GIVEN PROBLEM: Extract every line starting at the line that contains "Please tag the grassy hillside" and ending with the final line of the data, inclusive; give only those lines, word for word.

TASK MATERIAL:

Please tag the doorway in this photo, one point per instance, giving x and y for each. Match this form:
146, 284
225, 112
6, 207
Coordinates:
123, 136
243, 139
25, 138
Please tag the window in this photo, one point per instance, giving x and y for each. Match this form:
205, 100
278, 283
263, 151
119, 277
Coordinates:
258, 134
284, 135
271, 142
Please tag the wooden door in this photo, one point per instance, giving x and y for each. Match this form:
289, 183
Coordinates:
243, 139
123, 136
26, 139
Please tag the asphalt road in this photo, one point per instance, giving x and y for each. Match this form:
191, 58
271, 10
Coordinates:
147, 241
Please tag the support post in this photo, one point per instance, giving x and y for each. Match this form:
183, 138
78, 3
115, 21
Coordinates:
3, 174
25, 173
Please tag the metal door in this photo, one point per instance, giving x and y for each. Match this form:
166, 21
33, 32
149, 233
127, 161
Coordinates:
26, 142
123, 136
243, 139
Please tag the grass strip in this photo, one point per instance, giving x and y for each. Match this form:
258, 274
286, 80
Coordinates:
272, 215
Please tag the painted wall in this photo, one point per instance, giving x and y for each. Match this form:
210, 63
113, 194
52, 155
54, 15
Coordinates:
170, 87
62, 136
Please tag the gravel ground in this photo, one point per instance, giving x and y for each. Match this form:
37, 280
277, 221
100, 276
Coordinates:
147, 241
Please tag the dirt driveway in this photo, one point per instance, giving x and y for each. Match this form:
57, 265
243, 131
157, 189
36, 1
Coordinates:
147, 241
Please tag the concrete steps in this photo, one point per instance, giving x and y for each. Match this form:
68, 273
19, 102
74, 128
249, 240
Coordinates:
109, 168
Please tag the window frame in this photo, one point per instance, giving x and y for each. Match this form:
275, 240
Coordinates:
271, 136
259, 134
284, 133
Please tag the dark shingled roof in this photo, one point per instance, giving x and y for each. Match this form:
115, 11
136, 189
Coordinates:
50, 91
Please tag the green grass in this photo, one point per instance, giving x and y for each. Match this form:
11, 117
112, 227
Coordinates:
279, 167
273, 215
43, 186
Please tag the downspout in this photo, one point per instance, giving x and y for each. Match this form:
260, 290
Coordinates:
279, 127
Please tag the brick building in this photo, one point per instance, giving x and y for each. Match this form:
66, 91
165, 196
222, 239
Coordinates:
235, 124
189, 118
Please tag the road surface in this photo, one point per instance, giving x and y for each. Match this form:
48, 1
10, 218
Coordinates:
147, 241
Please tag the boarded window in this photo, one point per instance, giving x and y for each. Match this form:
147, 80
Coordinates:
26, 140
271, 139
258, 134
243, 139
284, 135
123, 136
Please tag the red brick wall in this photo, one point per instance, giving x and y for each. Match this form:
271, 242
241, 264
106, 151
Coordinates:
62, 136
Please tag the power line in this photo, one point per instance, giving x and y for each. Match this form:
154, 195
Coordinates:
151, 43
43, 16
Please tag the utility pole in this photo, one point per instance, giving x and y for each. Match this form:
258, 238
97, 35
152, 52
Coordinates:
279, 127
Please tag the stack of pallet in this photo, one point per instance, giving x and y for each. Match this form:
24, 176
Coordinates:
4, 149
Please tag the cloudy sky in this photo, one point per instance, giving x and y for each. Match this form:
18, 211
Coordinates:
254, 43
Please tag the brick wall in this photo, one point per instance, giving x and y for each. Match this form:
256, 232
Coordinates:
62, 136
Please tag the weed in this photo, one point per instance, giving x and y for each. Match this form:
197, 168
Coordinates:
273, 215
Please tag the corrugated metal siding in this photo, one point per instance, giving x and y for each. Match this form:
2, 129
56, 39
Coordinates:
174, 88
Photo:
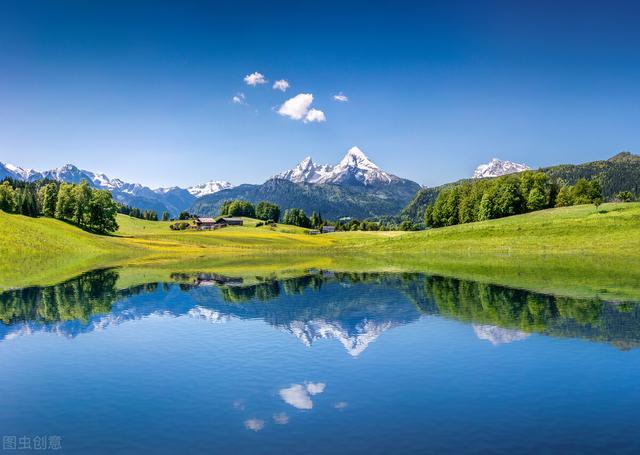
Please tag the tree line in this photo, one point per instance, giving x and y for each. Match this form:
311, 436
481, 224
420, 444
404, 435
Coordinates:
514, 194
271, 213
87, 207
134, 212
265, 211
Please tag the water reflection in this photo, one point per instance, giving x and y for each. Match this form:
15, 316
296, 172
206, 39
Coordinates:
352, 308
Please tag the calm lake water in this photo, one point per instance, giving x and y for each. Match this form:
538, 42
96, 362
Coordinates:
323, 363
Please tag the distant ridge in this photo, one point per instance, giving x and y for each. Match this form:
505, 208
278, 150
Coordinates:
621, 172
354, 187
497, 167
172, 200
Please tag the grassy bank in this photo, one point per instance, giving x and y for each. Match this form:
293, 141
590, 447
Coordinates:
573, 250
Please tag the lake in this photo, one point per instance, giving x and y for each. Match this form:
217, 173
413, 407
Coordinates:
318, 363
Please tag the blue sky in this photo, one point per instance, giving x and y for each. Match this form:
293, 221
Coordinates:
143, 90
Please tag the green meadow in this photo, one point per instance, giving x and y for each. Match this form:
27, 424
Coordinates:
576, 251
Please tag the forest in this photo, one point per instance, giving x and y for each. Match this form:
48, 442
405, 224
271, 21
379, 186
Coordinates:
88, 208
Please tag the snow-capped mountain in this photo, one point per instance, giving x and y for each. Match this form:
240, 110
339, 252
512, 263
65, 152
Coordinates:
496, 168
210, 187
355, 167
354, 339
497, 335
172, 200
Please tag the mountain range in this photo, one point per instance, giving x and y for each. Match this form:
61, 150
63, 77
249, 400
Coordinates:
496, 168
354, 187
621, 172
172, 200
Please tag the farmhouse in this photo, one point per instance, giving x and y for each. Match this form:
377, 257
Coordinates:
205, 223
230, 221
202, 223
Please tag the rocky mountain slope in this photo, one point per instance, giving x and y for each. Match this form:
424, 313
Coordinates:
172, 200
355, 187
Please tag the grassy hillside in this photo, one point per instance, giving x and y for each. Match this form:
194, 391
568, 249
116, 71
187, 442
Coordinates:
572, 250
43, 250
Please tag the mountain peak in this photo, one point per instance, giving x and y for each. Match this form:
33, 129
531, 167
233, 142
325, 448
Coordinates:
497, 167
210, 187
355, 167
306, 162
623, 157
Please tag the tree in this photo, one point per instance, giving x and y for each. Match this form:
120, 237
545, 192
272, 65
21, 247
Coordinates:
7, 202
586, 192
81, 196
296, 217
407, 225
315, 220
624, 196
565, 196
238, 208
25, 202
49, 198
537, 200
150, 215
102, 211
64, 204
487, 206
267, 211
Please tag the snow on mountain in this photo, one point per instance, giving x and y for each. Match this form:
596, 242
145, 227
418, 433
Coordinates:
17, 172
72, 174
496, 168
354, 341
497, 335
355, 167
210, 187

RESULT OF THIS TASK:
Please tag the grassy hillside in this photo, one point per instance, giving x and y for each. Match this form:
194, 391
568, 249
116, 71
187, 442
Coordinates:
572, 250
43, 250
Please tag the mountain peak in this photo, one point per instance, giving x and y for each. Match this form:
33, 129
531, 167
233, 142
325, 448
Coordinates:
497, 167
210, 187
355, 167
306, 162
623, 157
Please tag the tree in this photo, one point per instance, giving x and y for each. Match this form:
120, 237
545, 192
272, 65
21, 247
Coordinates:
7, 202
586, 192
81, 196
296, 217
407, 225
315, 220
624, 196
565, 196
238, 208
25, 202
49, 198
537, 200
150, 215
102, 211
64, 204
487, 206
267, 211
Please tag the snow on mountain in this photo, one point per instance, giving x and y for each. Match this form:
596, 242
145, 227
418, 433
Coordinates:
17, 172
72, 174
496, 168
354, 341
497, 335
355, 167
210, 187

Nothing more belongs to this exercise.